What the exercise asks:
Take the data below and repeat it exactly.

======

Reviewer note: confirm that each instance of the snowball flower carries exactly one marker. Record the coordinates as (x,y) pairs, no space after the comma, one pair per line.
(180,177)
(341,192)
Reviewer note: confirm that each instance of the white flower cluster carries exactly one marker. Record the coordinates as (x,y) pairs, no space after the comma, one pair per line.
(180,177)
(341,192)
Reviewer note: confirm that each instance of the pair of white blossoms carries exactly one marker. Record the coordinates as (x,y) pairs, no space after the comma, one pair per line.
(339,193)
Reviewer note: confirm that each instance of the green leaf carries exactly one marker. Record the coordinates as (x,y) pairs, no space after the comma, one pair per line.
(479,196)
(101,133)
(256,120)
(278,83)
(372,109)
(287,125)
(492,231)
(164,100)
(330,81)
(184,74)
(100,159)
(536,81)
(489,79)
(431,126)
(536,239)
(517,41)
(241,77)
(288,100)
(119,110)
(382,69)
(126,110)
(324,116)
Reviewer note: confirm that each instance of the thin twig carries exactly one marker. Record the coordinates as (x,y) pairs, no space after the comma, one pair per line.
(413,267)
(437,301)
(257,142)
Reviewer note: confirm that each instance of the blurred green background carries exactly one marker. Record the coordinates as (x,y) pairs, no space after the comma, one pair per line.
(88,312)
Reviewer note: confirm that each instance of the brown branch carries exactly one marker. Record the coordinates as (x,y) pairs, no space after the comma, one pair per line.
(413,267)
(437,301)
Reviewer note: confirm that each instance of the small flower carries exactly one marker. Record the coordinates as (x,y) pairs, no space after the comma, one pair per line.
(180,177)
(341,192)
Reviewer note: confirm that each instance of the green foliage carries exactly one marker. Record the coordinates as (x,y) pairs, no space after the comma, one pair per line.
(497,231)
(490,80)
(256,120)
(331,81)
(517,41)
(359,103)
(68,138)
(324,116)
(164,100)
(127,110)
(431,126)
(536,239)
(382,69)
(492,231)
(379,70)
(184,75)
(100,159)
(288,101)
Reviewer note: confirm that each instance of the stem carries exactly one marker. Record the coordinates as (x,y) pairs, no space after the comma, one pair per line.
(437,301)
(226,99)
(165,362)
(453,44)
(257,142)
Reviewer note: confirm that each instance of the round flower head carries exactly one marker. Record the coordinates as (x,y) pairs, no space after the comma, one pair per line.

======

Output for this task:
Reviewer note: confirm that each instance of the snowball flower carries exactly one marker. Record the coordinates as (x,y) pairs, no space after the comma, one pair per line.
(180,177)
(341,192)
Reviewer note: confirm that each instance of the white flower cluster carries exactly one marker. Record the coordinates as (x,y) pairs, no space after the comma, one pair per line.
(180,177)
(341,192)
Reviewer note: confirm that each instance of the pair of white blossoms carries exactly one marker. Record the coordinates as (x,y) pairs, no space after the comma, one pair per line.
(339,193)
Reviewer note: confirm that each instance of the green leaf carries exactly one marker. Record the coordinates as (x,y) pairs, no space after the comma, one pair per line.
(479,196)
(101,133)
(256,120)
(278,83)
(372,109)
(287,125)
(492,231)
(164,100)
(330,81)
(184,74)
(100,159)
(536,81)
(489,79)
(431,126)
(536,239)
(517,41)
(241,77)
(288,100)
(119,110)
(382,69)
(126,110)
(324,116)
Reviewer note: confirm that each instance of the thin twig carries exactly one marker. Record the coordinates as (x,y) pairs, no space after the comma, one pair per line.
(413,267)
(437,301)
(257,142)
Reviewer note: confirm that each instance of the blurred green background carries exactly one marker. Record the coordinates as (x,y) pairs, no space after the comma, one pair per line.
(88,312)
Reviewer note: confirm that each instance of the brown branch carries exactly one marker. Record the coordinates as (x,y) pairs, no space after the comma, one pair per line.
(413,267)
(437,301)
Reviewer note: confirm that each instance of the small flower carries exactly one marker. Record the coordinates as (x,y) pairs, no space after the comma, one pair per line.
(180,177)
(341,192)
Reviewer note: confirm that each instance of the green foliage carries exactly one marker. Record the coordinates as (x,y) pairs, no space after the comma, one pair per line.
(497,231)
(490,80)
(256,120)
(331,81)
(517,41)
(359,103)
(68,138)
(324,116)
(164,100)
(127,110)
(431,126)
(536,239)
(382,69)
(492,231)
(379,70)
(184,75)
(100,159)
(288,101)
Reviewer note: confirm that each instance of the stem carries exactly one marker. Record the coordinates as (x,y) pairs, no space after the comma, one pair per line.
(437,301)
(226,99)
(165,362)
(453,44)
(257,142)
Reviewer note: confirm that each instance of the round flower head carries exactly one marker. Record the coordinates as (x,y) pairs, no space after the comma, one pair per line.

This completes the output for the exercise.